__Quoted text__:
Skip to main content
angr provides two complementary approaches to control-flow graph (CFG) recovery: CFGFast for fast static analysis and CFGEmulated for precise dynamic analysis through symbolic execution.

Overview

A Control-Flow Graph represents the structure of a program as a graph where:
  • Nodes are basic blocks (sequences of instructions with single entry/exit)
  • Edges represent control flow (jumps, calls, returns)
By default, angr loads shared libraries. For most CFG analyses, you should disable this:
p = angr.Project('/bin/ls', load_options={'auto_load_libs': False})

CFGFast: Static Analysis

CFGFast uses static analysis to quickly recover the control-flow graph without executing code.

Basic Usage

import angr

# Load the binary
p = angr.Project('/bin/ls', load_options={'auto_load_libs': False})

# Generate CFG
cfg = p.analyses.CFGFast()

print(f"Found {len(cfg.graph.nodes())} nodes")
print(f"Found {len(cfg.graph.edges())} edges")
print(f"Found {len(cfg.kb.functions)} functions")

Key Features

1

Function Detection

CFGFast identifies functions through:
  • Binary symbols (for non-stripped binaries)
  • Function prologues (architecture-specific patterns)
  • Call targets
  • Entry point analysis
2

Control Flow Recovery

  • Lifts basic blocks to VEX IR
  • Analyzes direct jumps and calls
  • Resolves indirect jumps using jump table analysis
  • Handles FakeRet edges for call returns
3

Iterative Refinement

  • Initial pass assumes all functions return
  • Second pass updates based on actual function behavior
  • Removes FakeRet edges for non-returning functions

Configuration Options

cfg = p.analyses.CFGFast(
    # Start analysis from specific addresses
    function_starts=[0x400000, 0x400100],
    
    # Force complete binary scan (disable for blobs)
    force_complete_scan=True,
    
    # Normalize the CFG (each block belongs to one function)
    normalize=False,
    
    # Resolve indirect jumps
    resolve_indirect_jumps=True,
    
    # Collect data references
    data_references=True,
    
    # Cross-references analysis
    cross_references=True,
)

Accessing CFG Data

# Get the NetworkX graph
graph = cfg.graph

# Get any node at an address
node = cfg.model.get_any_node(0x400000)

# Get all nodes at an address (multiple contexts)
nodes = cfg.model.get_all_nodes(0x400000)

# Iterate over nodes
for node in graph.nodes():
    print(f"Block at {node.addr:#x}, size {node.size}")

__Exercise A__:
Answer these from the angr CFG page:
(i) Which analysis does angr offer for precise dynamic analysis through symbolic execution?
(ii) What intermediate representation does CFGFast lift basic blocks to?
(iii) In the configuration example, what value is given to normalize?

(Named object pointing entries)
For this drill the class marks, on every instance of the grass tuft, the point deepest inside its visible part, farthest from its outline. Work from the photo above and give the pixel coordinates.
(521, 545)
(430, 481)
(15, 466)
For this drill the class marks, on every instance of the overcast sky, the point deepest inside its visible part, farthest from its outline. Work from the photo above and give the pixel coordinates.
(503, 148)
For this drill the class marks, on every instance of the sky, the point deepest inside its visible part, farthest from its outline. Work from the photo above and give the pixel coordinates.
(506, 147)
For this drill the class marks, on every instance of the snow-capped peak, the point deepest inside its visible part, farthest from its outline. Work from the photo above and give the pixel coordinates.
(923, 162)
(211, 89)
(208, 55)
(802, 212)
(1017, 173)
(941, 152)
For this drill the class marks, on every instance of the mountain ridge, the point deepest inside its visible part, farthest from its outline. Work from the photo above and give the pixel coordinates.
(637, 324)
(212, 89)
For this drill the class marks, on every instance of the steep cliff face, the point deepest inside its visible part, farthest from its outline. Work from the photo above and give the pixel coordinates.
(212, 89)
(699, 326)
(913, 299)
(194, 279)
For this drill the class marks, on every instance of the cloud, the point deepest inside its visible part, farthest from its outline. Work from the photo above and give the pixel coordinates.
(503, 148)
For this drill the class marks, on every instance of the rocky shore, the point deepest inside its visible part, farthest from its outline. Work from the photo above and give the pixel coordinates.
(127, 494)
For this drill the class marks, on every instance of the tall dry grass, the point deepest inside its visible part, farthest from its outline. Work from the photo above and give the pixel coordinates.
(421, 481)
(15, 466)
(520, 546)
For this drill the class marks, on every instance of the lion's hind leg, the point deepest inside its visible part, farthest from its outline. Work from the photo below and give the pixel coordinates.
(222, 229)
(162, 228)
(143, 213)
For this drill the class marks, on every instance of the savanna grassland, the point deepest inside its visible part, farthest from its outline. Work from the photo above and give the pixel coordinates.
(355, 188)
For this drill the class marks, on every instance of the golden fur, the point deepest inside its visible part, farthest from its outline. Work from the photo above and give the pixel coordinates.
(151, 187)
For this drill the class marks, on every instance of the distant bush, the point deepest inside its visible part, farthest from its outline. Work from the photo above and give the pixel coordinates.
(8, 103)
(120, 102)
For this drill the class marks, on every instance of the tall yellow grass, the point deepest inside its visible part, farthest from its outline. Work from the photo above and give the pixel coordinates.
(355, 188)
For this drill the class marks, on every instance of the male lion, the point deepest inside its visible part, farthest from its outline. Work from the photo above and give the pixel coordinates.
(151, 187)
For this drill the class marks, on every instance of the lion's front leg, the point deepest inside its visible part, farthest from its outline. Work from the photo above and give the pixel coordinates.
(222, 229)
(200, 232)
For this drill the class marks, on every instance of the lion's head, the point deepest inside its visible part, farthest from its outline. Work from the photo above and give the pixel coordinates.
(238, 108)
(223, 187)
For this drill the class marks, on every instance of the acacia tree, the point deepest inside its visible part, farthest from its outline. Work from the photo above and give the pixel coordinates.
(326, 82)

__Exercise B__:
Rewrite the stretch of the listing from the line that contains "of the distant" through the end of the listing, with "drill" changed to "exercise" and nothing else altered.

__Right answer A__:
(i) CFGEmulated
(ii) VEX IR
(iii) False

__Right answer B__:
For this exercise the class marks, on every instance of the distant bush, the point deepest inside its visible part, farthest from its outline. Work from the photo above and give the pixel coordinates.
(8, 103)
(120, 102)
For this exercise the class marks, on every instance of the tall yellow grass, the point deepest inside its visible part, farthest from its outline. Work from the photo above and give the pixel coordinates.
(355, 188)
For this exercise the class marks, on every instance of the male lion, the point deepest inside its visible part, farthest from its outline. Work from the photo above and give the pixel coordinates.
(151, 187)
For this exercise the class marks, on every instance of the lion's front leg, the point deepest inside its visible part, farthest from its outline. Work from the photo above and give the pixel coordinates.
(222, 229)
(200, 232)
For this exercise the class marks, on every instance of the lion's head, the point deepest inside its visible part, farthest from its outline. Work from the photo above and give the pixel coordinates.
(238, 108)
(223, 187)
For this exercise the class marks, on every instance of the acacia tree, the point deepest inside its visible part, farthest from its outline. Work from the photo above and give the pixel coordinates.
(326, 82)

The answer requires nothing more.